*** Opening of RECORDS PROVIDED ***

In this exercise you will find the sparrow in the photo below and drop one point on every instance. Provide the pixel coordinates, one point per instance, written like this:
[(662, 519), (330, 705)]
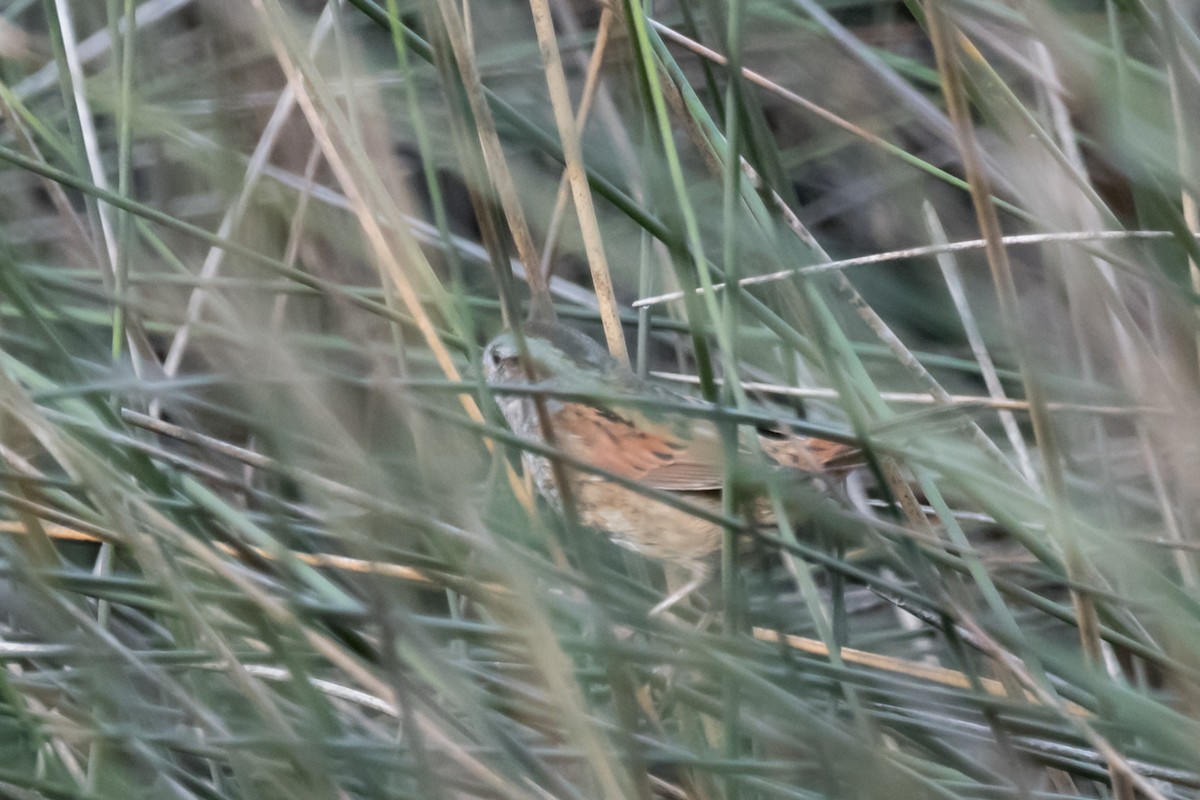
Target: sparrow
[(663, 450)]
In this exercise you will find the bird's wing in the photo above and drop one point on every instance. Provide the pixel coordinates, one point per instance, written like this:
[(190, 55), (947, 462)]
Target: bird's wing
[(629, 445)]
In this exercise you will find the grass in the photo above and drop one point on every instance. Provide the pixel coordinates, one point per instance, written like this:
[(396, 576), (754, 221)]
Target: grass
[(264, 533)]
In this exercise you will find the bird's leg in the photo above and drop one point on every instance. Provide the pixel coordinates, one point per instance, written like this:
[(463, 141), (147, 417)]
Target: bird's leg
[(694, 575)]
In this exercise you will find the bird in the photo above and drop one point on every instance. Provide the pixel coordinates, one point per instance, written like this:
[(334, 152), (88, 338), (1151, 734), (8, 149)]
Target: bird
[(660, 449)]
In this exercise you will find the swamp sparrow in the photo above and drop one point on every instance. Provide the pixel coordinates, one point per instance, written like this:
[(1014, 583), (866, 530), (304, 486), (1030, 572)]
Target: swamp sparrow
[(663, 450)]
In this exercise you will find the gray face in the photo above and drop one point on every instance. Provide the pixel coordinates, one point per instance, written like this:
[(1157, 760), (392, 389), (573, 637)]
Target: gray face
[(555, 352)]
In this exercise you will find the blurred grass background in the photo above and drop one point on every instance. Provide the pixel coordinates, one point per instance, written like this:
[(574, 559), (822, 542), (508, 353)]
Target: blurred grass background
[(264, 535)]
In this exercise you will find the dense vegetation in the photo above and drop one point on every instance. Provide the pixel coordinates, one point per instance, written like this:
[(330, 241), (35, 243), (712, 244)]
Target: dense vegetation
[(264, 534)]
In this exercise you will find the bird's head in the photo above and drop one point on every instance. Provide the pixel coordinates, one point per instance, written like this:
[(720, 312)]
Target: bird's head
[(555, 353)]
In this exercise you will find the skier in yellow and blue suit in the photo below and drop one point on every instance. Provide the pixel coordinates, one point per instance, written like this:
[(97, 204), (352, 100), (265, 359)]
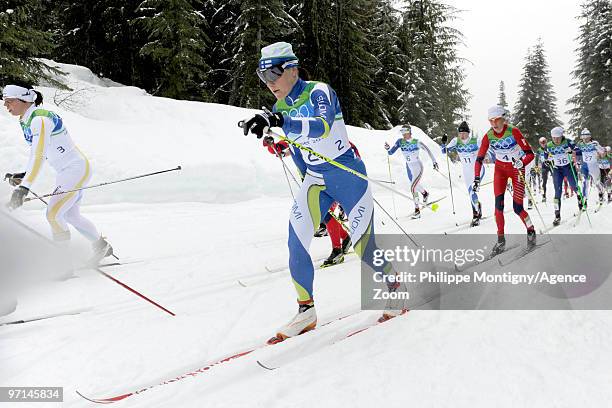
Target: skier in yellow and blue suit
[(310, 114)]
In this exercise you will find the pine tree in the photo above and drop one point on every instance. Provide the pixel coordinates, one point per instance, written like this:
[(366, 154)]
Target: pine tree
[(100, 36), (502, 95), (434, 98), (176, 44), (316, 41), (355, 65), (592, 104), (21, 44), (535, 111), (259, 23), (221, 15), (388, 81)]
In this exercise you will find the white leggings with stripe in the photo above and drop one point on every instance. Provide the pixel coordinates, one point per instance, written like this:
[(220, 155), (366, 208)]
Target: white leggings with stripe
[(64, 209), (415, 172)]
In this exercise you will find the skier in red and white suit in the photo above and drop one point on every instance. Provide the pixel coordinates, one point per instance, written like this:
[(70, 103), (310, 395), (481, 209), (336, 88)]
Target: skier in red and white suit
[(512, 153)]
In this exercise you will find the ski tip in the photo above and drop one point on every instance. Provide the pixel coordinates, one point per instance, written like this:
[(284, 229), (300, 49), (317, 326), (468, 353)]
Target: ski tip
[(266, 367), (275, 340), (104, 400)]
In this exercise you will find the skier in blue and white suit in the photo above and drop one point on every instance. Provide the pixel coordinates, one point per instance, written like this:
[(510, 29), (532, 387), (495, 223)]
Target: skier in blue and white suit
[(310, 114), (590, 149), (467, 150), (411, 147)]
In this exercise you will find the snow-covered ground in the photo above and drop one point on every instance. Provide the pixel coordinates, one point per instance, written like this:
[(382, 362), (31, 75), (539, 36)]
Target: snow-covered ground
[(223, 218)]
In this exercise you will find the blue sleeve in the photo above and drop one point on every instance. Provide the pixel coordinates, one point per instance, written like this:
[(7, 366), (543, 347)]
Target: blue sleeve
[(395, 147), (450, 147), (298, 160), (319, 124)]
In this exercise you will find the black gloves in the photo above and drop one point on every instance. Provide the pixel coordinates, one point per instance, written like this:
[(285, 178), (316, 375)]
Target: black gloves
[(14, 178), (261, 122), (18, 197)]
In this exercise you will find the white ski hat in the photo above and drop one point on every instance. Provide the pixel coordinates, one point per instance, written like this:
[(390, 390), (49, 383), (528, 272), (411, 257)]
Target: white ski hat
[(497, 112), (18, 92), (277, 53), (557, 132)]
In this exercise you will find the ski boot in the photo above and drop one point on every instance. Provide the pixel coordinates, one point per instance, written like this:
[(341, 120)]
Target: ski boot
[(531, 238), (305, 320), (321, 231), (101, 249), (394, 307), (557, 219), (336, 257), (341, 214), (425, 196), (475, 217), (346, 245), (499, 247)]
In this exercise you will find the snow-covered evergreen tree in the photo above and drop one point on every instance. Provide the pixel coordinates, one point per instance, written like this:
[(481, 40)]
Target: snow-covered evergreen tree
[(434, 98), (177, 44), (355, 65), (389, 79), (535, 112), (221, 15), (21, 43), (592, 104)]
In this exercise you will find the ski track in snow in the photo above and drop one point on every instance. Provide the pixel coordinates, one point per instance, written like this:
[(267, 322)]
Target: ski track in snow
[(224, 218)]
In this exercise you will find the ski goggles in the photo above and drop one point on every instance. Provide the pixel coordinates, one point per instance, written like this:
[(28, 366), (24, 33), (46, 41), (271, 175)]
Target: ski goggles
[(273, 73)]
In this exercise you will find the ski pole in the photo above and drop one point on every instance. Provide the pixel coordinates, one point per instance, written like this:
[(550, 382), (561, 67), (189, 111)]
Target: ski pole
[(580, 195), (133, 291), (450, 183), (522, 178), (391, 180), (288, 170), (105, 184), (395, 222), (33, 193), (38, 197), (278, 154), (342, 166)]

*** Close of RECORDS PROVIDED ***

WORK REQUEST:
Every line above should be transcribed word for word; leave the pictures out.

ANSWER BELOW:
In this exercise you will find the sparrow in the photo below and drop one point on every instance. Provide the pixel coordinates, one point per instance, written like this:
[(662, 519), (330, 705)]
Target: sparrow
[(663, 450)]
In this exercise you will find the bird's wing in the photo above and drop one point on every instance. Provide the pixel coordinates, one point per instance, written like this:
[(190, 55), (947, 462)]
Target: bird's wing
[(629, 445)]
In this exercise you will find the grass in the photo above and drop one point on every instance. Provide the pixel coordinates, one point per instance, written like this:
[(396, 576), (754, 221)]
Target: grass
[(264, 533)]
In this exercise you will find the bird's leg in the photo above and drop one point on every instance. Provide the pixel coordinates, one point per instance, written like this:
[(463, 141), (147, 417)]
Target: bird's leg
[(694, 575)]
In this exercise you will find the bird in the photo above and drop one point on every instance. Provide the pixel coordinates, one point per instance, written like this:
[(334, 152), (88, 338), (1151, 734), (8, 149)]
Target: bird
[(660, 449)]
In this exercise you will find the swamp sparrow in the photo above and drop one point on every instance. Provide the pixel coordinates, one point per instance, written like this:
[(1014, 583), (866, 530), (304, 486), (1030, 572)]
Target: swamp sparrow
[(663, 450)]
In this exercise you will find the gray face in the photo above and drop one point on every instance. Provide the pixel coordinates, one point per instance, written like this:
[(1157, 760), (392, 389), (573, 637)]
Target: gray face
[(555, 352)]
In this exercise you will find the blurred grass background in the photo above and drop one point on every instance. Provide the pixel coordinates, one point per instance, written like this:
[(574, 559), (822, 542), (508, 353)]
Target: blurred grass background
[(264, 535)]
In this exercise you will find the dense vegetation in the photo above and drop one point on every instance. Provide the pixel coordinates, one point per instance, written like this:
[(330, 241), (35, 243), (712, 244)]
Target: dense vegetation
[(264, 534)]
In this exercise you will find the bird's head in the photo above and drop one point on every instance. Provide the pixel coordinates, one point per instance, written like this:
[(720, 312)]
Target: bird's head
[(555, 353)]
In this exercise you will find the skier in yellow and blue suit in the photo below and drop one point on every instance. Provide the pixel coordinates, one point per instance, written like this:
[(97, 204), (352, 100), (265, 359)]
Target: skier in yellow and blue suit
[(310, 114)]
In this exercise you will find the pine tree in the photo above and drop one point on every instance. Provide the pixel coordinates, one point per instance, written like this:
[(366, 154)]
Target: pine tree
[(100, 36), (502, 95), (434, 98), (176, 44), (316, 41), (355, 65), (592, 104), (21, 44), (535, 111), (259, 23), (221, 15), (388, 81)]
In this exercise you will find the white leggings with stripe in the photo above and drop one point on every instance. Provide the pixel coordinates, one point per instance, written like this:
[(220, 155), (366, 208)]
Target: white leggings with stripe
[(64, 209), (415, 172)]
In this exercise you will find the skier in red and white suit in the photo above and drop one point on every instance. Provide the pixel coordinates, one point per instance, written like this:
[(70, 103), (310, 395), (481, 209), (336, 88)]
Target: skier in red and white suit
[(512, 153)]
In this exercise you will find the ski tip in the photo above and drop one point on every instance. Provide the pixel coordinates, one point per instance, written like this:
[(284, 229), (300, 49), (317, 326), (468, 353)]
Target: ski tip
[(266, 367), (275, 340), (104, 400)]
In this exercise you will find the skier in blue and white suit in the photo above and drop one point on every instance. Provide the pixel coordinates, one point per instance, written like this:
[(510, 29), (532, 387), (495, 223)]
Target: skier in blue and white suit
[(310, 114), (590, 149), (467, 150), (411, 147)]
In this exercise you will find the snow-covered ground in the photo above and drop one point on every instance. Provide the pixel coordinates, one point per instance, written like this:
[(382, 362), (31, 75), (539, 36)]
Target: snow-covered ground
[(223, 218)]
In this exercise you will find the blue sleeve in the photo above and drop one point on every instance. Provide the pixel coordinates, one point per instance, written like this:
[(7, 366), (543, 347)]
Target: blue sleeve
[(395, 147), (450, 147), (298, 160), (319, 124)]
In this exercise you will find the black gloves in the photo above and drop one point on every instance. Provide the pixel coordinates, one point per instance, written like this:
[(285, 178), (316, 375)]
Target: black gloves
[(14, 178), (261, 122), (18, 197)]
In this exercise you will find the white ski hat in the photo above and drop one point on every instance. Provide the pixel coordinates, one point per instance, written like this:
[(390, 390), (49, 383), (528, 272), (411, 257)]
Target: white ski hat
[(497, 112), (18, 92), (277, 53), (557, 132)]
In this exercise you will find the ski boot in the photo above and drop one point on every instance. Provide the pixel coordinates, one point per instance, written like this:
[(341, 120)]
Target: ski boot
[(531, 238), (305, 320), (321, 231), (101, 249), (394, 307), (557, 219), (336, 257), (341, 214), (425, 196), (475, 217), (346, 245), (499, 247)]
In this exercise you will find the snow-covered evergreen tree in the photo above and drop one point on every instance. Provide the pixel coordinates, one point per instance, written like this:
[(481, 40)]
Target: snow-covered evergreen tree
[(434, 98), (177, 44), (355, 65), (389, 79), (535, 112), (221, 15), (21, 43), (592, 104)]
In this exercise you will find the ski track in snow in the photo above and drop one point on every instance. Provide the pixel coordinates, one point per instance, written like this:
[(267, 322)]
Target: ski track in snow
[(224, 218)]
In this exercise you will find the ski goggles in the photo above and drop one point on every instance. Provide the pixel coordinates, one point per instance, written like this:
[(28, 366), (24, 33), (46, 41), (271, 175)]
Target: ski goggles
[(273, 73)]
In this exercise you will find the ski pole in the photo above and drop one point on every instance. Provide the pixel coordinates, one point per instance, written like this:
[(550, 382), (561, 67), (189, 111)]
Target: ski pole
[(580, 195), (133, 291), (450, 183), (522, 178), (391, 180), (288, 170), (105, 184), (395, 222), (33, 193), (38, 197), (278, 154), (342, 166)]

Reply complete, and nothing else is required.